Data pointing to named objects:

◆ ◆ ◆

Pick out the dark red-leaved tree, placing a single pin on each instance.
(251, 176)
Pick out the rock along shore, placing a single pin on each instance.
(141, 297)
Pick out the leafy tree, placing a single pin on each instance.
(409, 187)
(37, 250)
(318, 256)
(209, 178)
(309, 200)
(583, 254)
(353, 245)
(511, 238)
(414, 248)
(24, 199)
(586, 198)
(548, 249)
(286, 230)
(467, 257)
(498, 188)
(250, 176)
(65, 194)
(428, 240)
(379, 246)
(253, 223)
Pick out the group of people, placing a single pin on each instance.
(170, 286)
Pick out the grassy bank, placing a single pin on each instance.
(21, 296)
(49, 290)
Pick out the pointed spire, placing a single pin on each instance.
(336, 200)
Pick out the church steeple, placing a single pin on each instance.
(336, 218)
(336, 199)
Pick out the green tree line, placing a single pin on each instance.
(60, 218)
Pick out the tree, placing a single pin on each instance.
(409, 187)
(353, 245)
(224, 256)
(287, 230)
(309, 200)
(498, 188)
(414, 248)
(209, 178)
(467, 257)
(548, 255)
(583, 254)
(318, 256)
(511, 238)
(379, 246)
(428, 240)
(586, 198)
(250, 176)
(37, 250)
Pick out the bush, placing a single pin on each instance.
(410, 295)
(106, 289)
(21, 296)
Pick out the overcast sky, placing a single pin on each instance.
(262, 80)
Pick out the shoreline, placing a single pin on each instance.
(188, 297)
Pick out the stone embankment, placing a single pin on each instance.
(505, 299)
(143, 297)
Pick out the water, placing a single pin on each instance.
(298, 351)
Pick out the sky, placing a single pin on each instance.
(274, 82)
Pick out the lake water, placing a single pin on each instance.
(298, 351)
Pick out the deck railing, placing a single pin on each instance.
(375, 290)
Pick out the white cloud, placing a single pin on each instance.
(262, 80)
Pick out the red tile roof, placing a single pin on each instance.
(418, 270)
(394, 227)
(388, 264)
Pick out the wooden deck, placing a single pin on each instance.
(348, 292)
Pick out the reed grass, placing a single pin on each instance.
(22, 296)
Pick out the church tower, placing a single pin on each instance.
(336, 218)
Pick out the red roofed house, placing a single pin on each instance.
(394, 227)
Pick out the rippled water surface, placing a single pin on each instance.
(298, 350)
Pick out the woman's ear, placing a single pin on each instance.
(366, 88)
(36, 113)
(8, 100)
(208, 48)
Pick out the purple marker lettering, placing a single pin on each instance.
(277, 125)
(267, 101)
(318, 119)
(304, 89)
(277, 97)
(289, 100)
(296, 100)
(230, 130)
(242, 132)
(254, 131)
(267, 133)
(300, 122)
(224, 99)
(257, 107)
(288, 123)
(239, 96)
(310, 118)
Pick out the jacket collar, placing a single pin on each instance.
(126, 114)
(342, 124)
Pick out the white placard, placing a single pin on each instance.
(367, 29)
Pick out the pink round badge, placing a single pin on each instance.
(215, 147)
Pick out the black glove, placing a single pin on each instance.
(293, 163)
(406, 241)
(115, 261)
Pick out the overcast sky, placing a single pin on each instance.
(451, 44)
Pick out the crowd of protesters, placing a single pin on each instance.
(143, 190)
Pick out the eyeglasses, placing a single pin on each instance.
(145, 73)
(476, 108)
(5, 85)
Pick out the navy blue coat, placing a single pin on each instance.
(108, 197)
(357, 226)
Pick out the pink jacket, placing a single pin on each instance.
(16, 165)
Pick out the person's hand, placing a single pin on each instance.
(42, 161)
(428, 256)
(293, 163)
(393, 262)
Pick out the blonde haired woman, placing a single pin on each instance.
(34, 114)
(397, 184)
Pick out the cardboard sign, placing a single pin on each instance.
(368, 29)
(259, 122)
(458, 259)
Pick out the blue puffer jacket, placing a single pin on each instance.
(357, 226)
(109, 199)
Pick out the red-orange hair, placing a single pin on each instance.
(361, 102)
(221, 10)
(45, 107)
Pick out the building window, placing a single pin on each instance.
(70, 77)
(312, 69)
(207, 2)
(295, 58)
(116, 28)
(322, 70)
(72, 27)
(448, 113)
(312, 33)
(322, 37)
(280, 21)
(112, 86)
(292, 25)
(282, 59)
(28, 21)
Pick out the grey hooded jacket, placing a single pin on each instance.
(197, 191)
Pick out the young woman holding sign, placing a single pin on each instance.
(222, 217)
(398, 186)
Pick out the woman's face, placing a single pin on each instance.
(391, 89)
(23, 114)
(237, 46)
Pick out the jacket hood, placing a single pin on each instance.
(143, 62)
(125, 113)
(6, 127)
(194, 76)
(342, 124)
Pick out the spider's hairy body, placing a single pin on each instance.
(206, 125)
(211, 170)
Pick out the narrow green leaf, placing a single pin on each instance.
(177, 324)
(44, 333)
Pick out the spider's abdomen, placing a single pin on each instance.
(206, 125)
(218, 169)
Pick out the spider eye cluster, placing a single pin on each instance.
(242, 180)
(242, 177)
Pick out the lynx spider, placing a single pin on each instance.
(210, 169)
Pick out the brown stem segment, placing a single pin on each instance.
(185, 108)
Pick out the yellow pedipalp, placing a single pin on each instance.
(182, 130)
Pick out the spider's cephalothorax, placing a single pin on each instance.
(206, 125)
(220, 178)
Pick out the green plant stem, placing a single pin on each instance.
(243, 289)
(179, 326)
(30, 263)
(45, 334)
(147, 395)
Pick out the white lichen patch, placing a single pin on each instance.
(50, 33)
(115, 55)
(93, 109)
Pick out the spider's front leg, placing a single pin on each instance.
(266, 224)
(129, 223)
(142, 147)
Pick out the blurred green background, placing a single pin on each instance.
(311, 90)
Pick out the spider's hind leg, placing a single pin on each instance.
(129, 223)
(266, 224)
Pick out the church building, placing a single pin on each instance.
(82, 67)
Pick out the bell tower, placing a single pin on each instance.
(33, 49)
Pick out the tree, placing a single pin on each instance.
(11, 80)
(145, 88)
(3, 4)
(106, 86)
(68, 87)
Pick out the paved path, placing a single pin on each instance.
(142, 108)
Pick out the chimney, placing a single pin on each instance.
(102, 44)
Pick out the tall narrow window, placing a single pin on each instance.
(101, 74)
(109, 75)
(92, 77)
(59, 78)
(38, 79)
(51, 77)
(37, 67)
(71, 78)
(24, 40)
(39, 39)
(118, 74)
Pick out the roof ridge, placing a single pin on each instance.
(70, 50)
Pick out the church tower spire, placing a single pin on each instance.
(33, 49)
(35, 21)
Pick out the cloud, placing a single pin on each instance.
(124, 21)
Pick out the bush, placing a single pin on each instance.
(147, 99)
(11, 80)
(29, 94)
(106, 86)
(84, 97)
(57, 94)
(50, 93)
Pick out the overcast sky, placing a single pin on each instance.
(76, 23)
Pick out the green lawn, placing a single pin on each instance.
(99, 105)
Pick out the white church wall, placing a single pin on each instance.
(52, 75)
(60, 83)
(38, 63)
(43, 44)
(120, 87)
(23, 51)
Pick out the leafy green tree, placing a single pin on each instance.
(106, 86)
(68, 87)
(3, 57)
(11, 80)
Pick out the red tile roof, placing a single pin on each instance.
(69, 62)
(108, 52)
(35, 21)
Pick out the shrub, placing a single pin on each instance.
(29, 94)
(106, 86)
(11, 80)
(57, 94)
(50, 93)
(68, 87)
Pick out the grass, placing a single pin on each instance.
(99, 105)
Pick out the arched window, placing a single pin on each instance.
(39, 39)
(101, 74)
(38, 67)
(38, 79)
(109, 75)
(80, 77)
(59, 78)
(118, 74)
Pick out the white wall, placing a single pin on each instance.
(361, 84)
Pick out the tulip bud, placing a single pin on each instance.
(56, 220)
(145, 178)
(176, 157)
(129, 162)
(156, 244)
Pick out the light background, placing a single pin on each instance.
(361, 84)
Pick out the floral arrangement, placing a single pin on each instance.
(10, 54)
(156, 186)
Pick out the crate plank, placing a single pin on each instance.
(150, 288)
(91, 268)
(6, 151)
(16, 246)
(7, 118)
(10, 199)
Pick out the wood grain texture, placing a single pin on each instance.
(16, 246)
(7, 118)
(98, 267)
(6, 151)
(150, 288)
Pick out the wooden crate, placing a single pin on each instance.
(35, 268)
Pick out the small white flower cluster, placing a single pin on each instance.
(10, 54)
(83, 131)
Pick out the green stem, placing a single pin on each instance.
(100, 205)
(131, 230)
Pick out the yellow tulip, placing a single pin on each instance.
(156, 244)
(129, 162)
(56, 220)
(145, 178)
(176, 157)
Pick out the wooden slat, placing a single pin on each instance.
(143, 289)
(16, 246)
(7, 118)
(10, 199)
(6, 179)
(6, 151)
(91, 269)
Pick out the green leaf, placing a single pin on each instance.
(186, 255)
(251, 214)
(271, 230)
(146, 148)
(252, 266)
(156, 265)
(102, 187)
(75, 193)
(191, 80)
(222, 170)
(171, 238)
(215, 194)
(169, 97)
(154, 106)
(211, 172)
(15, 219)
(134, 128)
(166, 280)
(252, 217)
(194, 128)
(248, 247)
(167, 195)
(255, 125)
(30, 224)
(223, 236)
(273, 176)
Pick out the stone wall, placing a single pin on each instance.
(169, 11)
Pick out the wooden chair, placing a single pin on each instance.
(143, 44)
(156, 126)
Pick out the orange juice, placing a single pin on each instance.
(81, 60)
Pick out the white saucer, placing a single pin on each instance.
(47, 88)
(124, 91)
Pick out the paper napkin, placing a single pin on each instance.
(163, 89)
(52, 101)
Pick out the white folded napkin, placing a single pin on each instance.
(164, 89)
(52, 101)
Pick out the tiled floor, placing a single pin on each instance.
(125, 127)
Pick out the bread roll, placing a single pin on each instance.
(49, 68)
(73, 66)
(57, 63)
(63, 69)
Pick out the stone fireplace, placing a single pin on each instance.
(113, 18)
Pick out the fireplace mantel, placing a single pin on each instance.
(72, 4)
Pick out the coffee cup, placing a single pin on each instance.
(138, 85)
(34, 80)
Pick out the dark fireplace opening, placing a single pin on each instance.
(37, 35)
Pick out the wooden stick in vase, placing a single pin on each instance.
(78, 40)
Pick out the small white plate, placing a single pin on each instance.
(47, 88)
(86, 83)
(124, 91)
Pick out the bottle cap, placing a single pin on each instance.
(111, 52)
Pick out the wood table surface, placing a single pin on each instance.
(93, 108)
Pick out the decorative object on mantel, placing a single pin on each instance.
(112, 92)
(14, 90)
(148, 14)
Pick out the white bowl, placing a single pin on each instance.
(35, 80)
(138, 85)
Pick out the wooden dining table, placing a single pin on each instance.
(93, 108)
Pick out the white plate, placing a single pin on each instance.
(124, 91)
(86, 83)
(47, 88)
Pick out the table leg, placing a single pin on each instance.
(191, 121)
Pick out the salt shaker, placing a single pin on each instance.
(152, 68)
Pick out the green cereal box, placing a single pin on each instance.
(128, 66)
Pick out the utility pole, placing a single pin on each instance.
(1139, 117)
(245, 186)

◆ ◆ ◆

**WHAT IS BEING ASKED**
Starting with the line containing "Pick out the utility" and going on through the end of the data, write out those lines again with the requests included. Shift the coordinates in the answers by adding 137 to every number.

**EXERCISE SOLUTION**
Pick out the utility pole, placing a single pin on each instance.
(1276, 254)
(382, 323)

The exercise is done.